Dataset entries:

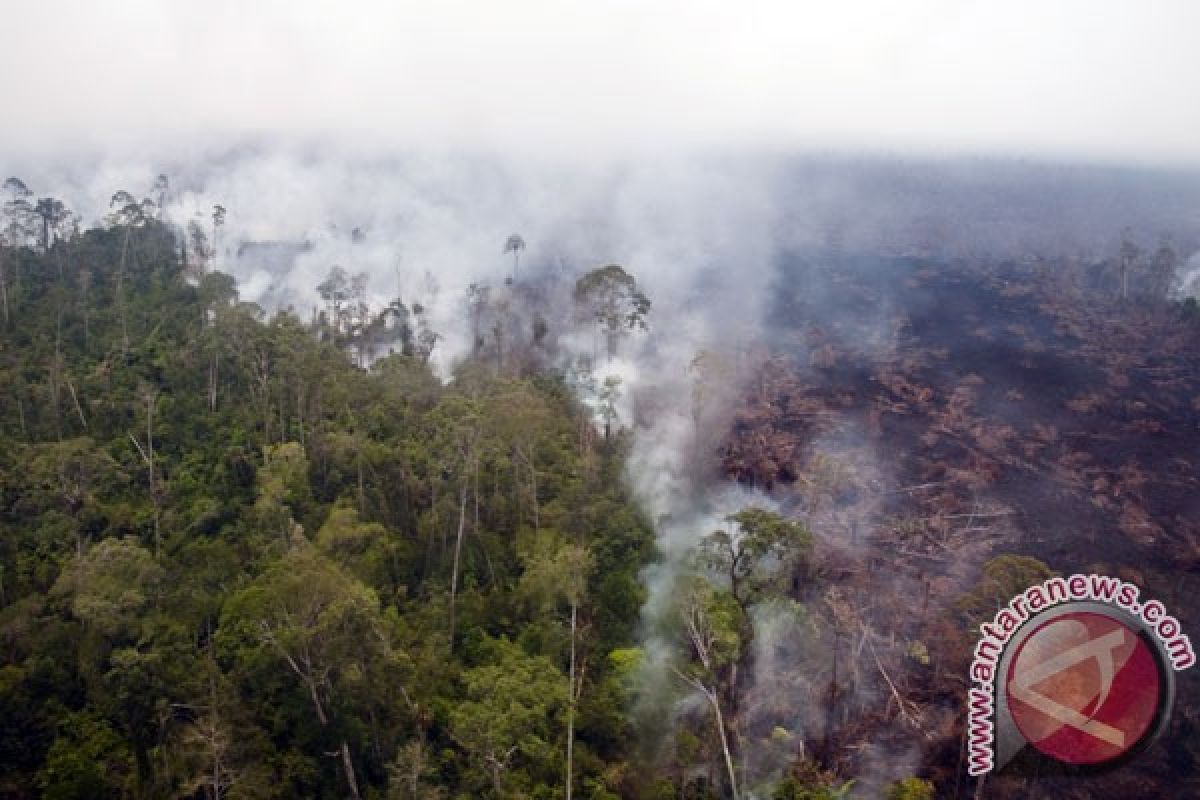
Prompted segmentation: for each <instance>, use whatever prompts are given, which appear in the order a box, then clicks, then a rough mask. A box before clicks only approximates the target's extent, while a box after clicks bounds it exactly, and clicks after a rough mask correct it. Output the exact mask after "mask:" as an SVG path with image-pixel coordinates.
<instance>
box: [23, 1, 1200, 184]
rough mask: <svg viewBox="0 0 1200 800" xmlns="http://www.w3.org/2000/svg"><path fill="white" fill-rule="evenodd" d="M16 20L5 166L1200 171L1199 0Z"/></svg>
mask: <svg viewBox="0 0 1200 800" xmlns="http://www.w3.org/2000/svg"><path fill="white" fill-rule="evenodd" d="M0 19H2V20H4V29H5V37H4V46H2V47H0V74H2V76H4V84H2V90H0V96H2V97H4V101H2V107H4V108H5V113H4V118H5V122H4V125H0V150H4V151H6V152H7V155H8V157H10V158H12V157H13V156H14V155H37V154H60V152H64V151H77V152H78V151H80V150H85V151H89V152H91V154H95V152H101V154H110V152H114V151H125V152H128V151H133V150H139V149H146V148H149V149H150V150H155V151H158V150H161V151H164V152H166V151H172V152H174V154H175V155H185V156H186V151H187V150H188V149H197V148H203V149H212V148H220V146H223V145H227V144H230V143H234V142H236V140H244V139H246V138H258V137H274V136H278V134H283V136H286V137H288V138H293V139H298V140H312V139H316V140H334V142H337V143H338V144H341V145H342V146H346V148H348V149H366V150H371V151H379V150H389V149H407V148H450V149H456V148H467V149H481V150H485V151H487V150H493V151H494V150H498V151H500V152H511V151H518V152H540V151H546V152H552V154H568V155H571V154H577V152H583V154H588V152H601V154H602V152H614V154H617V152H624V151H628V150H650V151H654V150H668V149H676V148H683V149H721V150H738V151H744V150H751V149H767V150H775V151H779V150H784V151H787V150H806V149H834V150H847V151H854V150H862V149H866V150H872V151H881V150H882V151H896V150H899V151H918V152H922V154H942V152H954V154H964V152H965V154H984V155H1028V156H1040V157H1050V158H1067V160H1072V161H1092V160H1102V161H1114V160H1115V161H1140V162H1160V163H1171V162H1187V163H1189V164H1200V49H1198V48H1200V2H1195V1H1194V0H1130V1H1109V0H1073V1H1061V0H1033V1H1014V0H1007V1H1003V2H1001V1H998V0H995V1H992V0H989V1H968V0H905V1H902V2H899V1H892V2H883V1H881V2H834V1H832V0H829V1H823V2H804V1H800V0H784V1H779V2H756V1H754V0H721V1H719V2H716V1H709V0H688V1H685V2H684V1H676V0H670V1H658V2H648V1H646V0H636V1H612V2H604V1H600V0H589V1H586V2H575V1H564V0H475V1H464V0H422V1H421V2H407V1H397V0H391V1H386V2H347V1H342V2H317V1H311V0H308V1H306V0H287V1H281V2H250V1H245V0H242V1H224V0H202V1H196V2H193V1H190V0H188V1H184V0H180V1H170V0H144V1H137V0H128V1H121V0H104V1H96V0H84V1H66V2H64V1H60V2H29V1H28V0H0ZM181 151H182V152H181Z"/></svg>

INSTRUCTIONS FOR THE TASK ::
In these entries, please give the number of lines holding the string "instance" and nothing more.

SOLUTION ::
2